PROVIDED INFORMATION
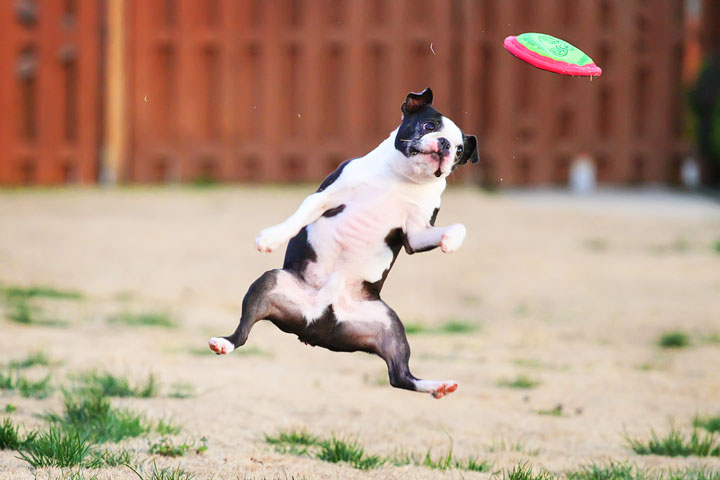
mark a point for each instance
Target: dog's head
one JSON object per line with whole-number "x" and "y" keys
{"x": 433, "y": 146}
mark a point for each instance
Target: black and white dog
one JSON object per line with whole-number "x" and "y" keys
{"x": 345, "y": 237}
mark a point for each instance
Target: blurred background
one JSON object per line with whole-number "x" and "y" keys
{"x": 107, "y": 91}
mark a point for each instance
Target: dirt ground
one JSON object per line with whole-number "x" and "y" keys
{"x": 571, "y": 291}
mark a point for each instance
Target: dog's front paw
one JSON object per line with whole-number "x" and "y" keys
{"x": 452, "y": 239}
{"x": 220, "y": 345}
{"x": 270, "y": 239}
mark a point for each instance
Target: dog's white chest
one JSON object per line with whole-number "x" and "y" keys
{"x": 353, "y": 242}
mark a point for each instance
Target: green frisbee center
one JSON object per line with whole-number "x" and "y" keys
{"x": 549, "y": 46}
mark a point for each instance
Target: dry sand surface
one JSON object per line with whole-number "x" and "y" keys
{"x": 573, "y": 292}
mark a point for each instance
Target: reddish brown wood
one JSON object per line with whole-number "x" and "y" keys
{"x": 50, "y": 93}
{"x": 284, "y": 90}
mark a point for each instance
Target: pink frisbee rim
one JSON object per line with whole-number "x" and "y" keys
{"x": 545, "y": 63}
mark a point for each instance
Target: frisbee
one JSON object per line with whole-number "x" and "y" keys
{"x": 552, "y": 54}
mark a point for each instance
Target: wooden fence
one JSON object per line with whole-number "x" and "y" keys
{"x": 284, "y": 90}
{"x": 50, "y": 95}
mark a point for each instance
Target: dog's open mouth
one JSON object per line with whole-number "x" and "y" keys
{"x": 435, "y": 156}
{"x": 434, "y": 153}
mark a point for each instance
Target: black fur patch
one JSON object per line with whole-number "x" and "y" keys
{"x": 434, "y": 216}
{"x": 395, "y": 241}
{"x": 299, "y": 253}
{"x": 330, "y": 179}
{"x": 334, "y": 211}
{"x": 411, "y": 131}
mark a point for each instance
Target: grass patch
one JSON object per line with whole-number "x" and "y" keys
{"x": 15, "y": 292}
{"x": 92, "y": 416}
{"x": 500, "y": 445}
{"x": 147, "y": 319}
{"x": 675, "y": 339}
{"x": 181, "y": 390}
{"x": 444, "y": 462}
{"x": 107, "y": 384}
{"x": 109, "y": 458}
{"x": 451, "y": 327}
{"x": 524, "y": 471}
{"x": 34, "y": 389}
{"x": 167, "y": 427}
{"x": 293, "y": 438}
{"x": 519, "y": 382}
{"x": 56, "y": 448}
{"x": 20, "y": 311}
{"x": 712, "y": 338}
{"x": 711, "y": 424}
{"x": 10, "y": 436}
{"x": 79, "y": 475}
{"x": 338, "y": 450}
{"x": 457, "y": 326}
{"x": 675, "y": 444}
{"x": 624, "y": 471}
{"x": 167, "y": 448}
{"x": 165, "y": 473}
{"x": 694, "y": 473}
{"x": 32, "y": 360}
{"x": 556, "y": 411}
{"x": 13, "y": 380}
{"x": 611, "y": 471}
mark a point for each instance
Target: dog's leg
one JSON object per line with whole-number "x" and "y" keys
{"x": 420, "y": 237}
{"x": 257, "y": 305}
{"x": 386, "y": 337}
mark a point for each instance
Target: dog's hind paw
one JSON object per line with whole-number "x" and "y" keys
{"x": 220, "y": 345}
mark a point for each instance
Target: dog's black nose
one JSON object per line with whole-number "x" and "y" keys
{"x": 443, "y": 144}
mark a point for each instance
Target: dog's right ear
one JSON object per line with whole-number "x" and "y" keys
{"x": 415, "y": 101}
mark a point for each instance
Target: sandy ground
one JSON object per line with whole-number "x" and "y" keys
{"x": 573, "y": 292}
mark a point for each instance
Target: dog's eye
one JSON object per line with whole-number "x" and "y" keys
{"x": 428, "y": 127}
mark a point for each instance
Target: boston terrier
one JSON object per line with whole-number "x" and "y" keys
{"x": 345, "y": 237}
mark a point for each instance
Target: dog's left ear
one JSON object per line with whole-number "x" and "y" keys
{"x": 415, "y": 101}
{"x": 469, "y": 150}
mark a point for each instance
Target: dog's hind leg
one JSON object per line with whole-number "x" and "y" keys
{"x": 387, "y": 339}
{"x": 257, "y": 305}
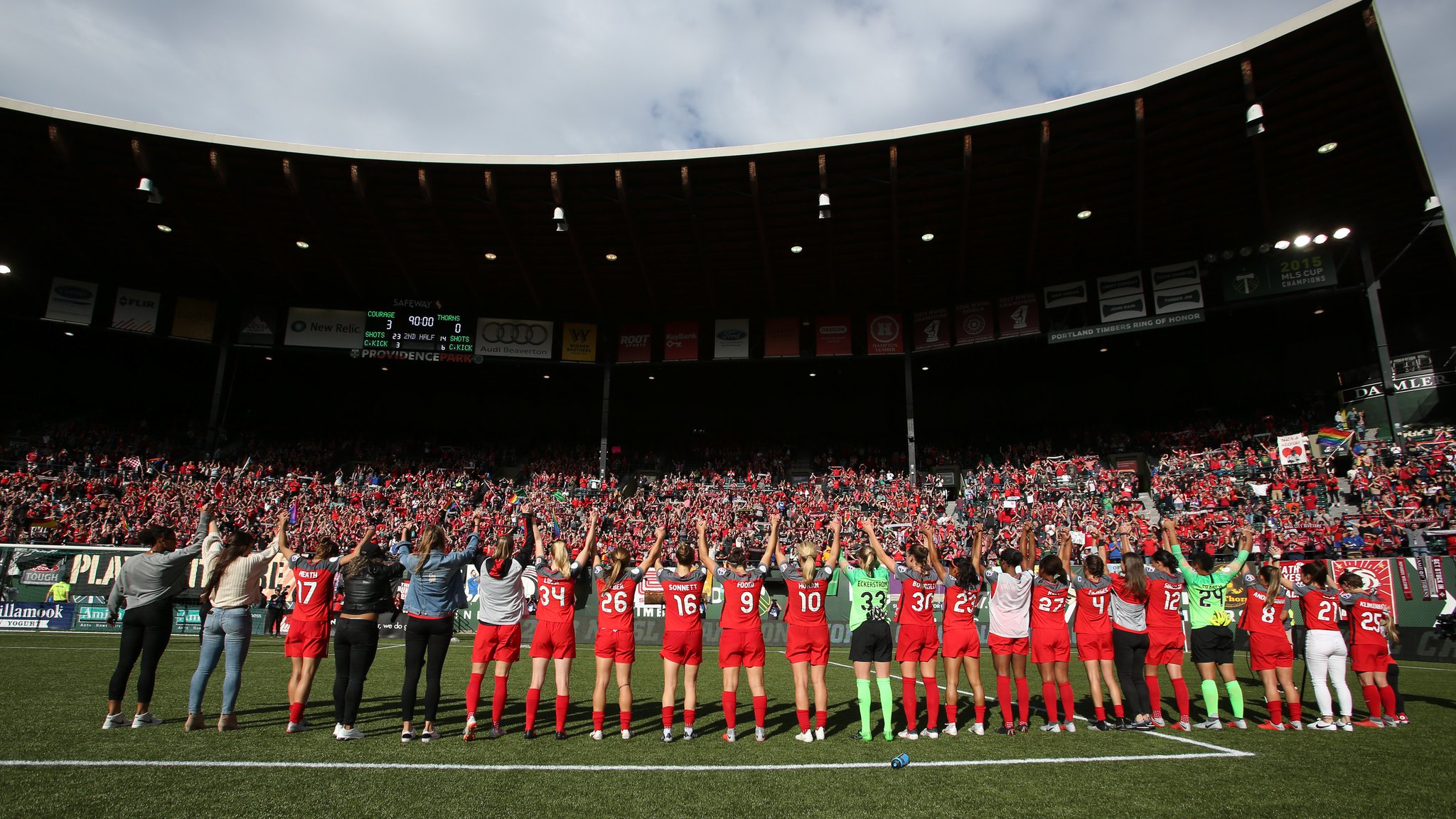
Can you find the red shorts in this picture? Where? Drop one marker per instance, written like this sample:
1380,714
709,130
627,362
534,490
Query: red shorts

TASK TO COMPLETE
Could you transcribe all of the data exactly, keeping every picture out of the copy?

RESPONSE TO THIS TASK
mark a point for each instance
Target: dog's head
one JSON object per line with whole-number "x" and "y" keys
{"x": 433, "y": 146}
mark a point for each instance
Target: black and white dog
one JSON object per line with whole-number "x" and "y" keys
{"x": 345, "y": 237}
mark a point for each instance
Target: blurred background
one JSON object per line with whole-number "x" and "y" keys
{"x": 107, "y": 91}
mark a point for each instance
Target: dirt ground
one JSON object per line with whole-number "x" and "y" keys
{"x": 571, "y": 291}
mark a point for each instance
Target: dog's front paw
one JSON object per line with whole-number "x" and "y" keys
{"x": 452, "y": 239}
{"x": 220, "y": 345}
{"x": 270, "y": 239}
mark a point for each instance
Target: dog's white chest
one JSON object per line with whole-number "x" and "y" keys
{"x": 353, "y": 242}
mark a point for each instance
Target: green frisbee center
one JSON object per line with whole-number "x" and "y" keys
{"x": 549, "y": 46}
mark a point for each instance
Target: dry sand surface
one JSON object per line with whole-number "x" and "y" keys
{"x": 573, "y": 292}
mark a point for each instance
Target: reddish brown wood
one JSON object per line with whole-number "x" and "y" keys
{"x": 50, "y": 93}
{"x": 284, "y": 90}
mark a point for each instance
Target: pink frisbee rim
one JSON object per line with whole-number "x" and "y" keys
{"x": 545, "y": 63}
mark a point for each instance
Target: frisbee
one JSON object per line with whole-number "x" and "y" keys
{"x": 552, "y": 54}
mark a point for each instance
Target: wooden fence
one JSON object per line with whole-number "x" and "y" keys
{"x": 284, "y": 90}
{"x": 50, "y": 95}
mark a point for each instance
Target: dog's open mouth
one JSON object per line with whole-number "x" and "y" keys
{"x": 435, "y": 156}
{"x": 434, "y": 153}
mark a point for each instance
Target: black fur patch
one JSON object per line with whole-number "x" and "y" keys
{"x": 434, "y": 216}
{"x": 395, "y": 241}
{"x": 299, "y": 253}
{"x": 330, "y": 179}
{"x": 334, "y": 211}
{"x": 411, "y": 131}
mark a point for each instance
Target: grass patch
one JSON object per line with whole-number "x" and "y" keys
{"x": 15, "y": 292}
{"x": 92, "y": 416}
{"x": 500, "y": 445}
{"x": 147, "y": 319}
{"x": 675, "y": 339}
{"x": 181, "y": 390}
{"x": 444, "y": 462}
{"x": 107, "y": 384}
{"x": 109, "y": 458}
{"x": 451, "y": 327}
{"x": 524, "y": 471}
{"x": 34, "y": 389}
{"x": 167, "y": 427}
{"x": 293, "y": 438}
{"x": 519, "y": 382}
{"x": 56, "y": 448}
{"x": 20, "y": 311}
{"x": 712, "y": 338}
{"x": 711, "y": 424}
{"x": 10, "y": 436}
{"x": 79, "y": 475}
{"x": 338, "y": 450}
{"x": 457, "y": 326}
{"x": 675, "y": 444}
{"x": 624, "y": 471}
{"x": 167, "y": 448}
{"x": 165, "y": 473}
{"x": 694, "y": 473}
{"x": 32, "y": 360}
{"x": 556, "y": 411}
{"x": 13, "y": 380}
{"x": 611, "y": 471}
mark a point for each instance
Target: dog's leg
one JSON object per line with whole-number "x" and "y" keys
{"x": 420, "y": 237}
{"x": 257, "y": 305}
{"x": 386, "y": 337}
mark a point for each instance
Target: dog's hind paw
one JSON object per line with whole-number "x" and "y" keys
{"x": 220, "y": 345}
mark a point for each instance
Target: dog's black nose
one JSON object per line with whole-number "x" and "y" keys
{"x": 443, "y": 144}
mark a point for each instance
Target: dog's right ear
one JSON object per line with whole-number "x" and "y" keys
{"x": 415, "y": 101}
mark a point for each instance
Target: sandy ground
one JSON object per line with whole-number "x" and "y" keys
{"x": 573, "y": 292}
mark a point for each instance
Target: dog's eye
one JSON object per line with whole-number "x" and "y" keys
{"x": 428, "y": 127}
mark a point for each instance
Target: boston terrier
one JSON object per line with whole-number "x" and "y" keys
{"x": 345, "y": 237}
mark a point for each instance
Target: dog's left ear
one JSON object per line with whole-number "x" and "y" keys
{"x": 415, "y": 101}
{"x": 469, "y": 150}
mark a point for each instance
Target: dog's hind leg
one JSON object per line with whole-number "x" and "y" keys
{"x": 387, "y": 339}
{"x": 257, "y": 305}
Can you find the red shorts in this picture? Where? Drop one marker per instance, written like this sample:
1380,714
709,130
627,362
534,490
Query: red shorts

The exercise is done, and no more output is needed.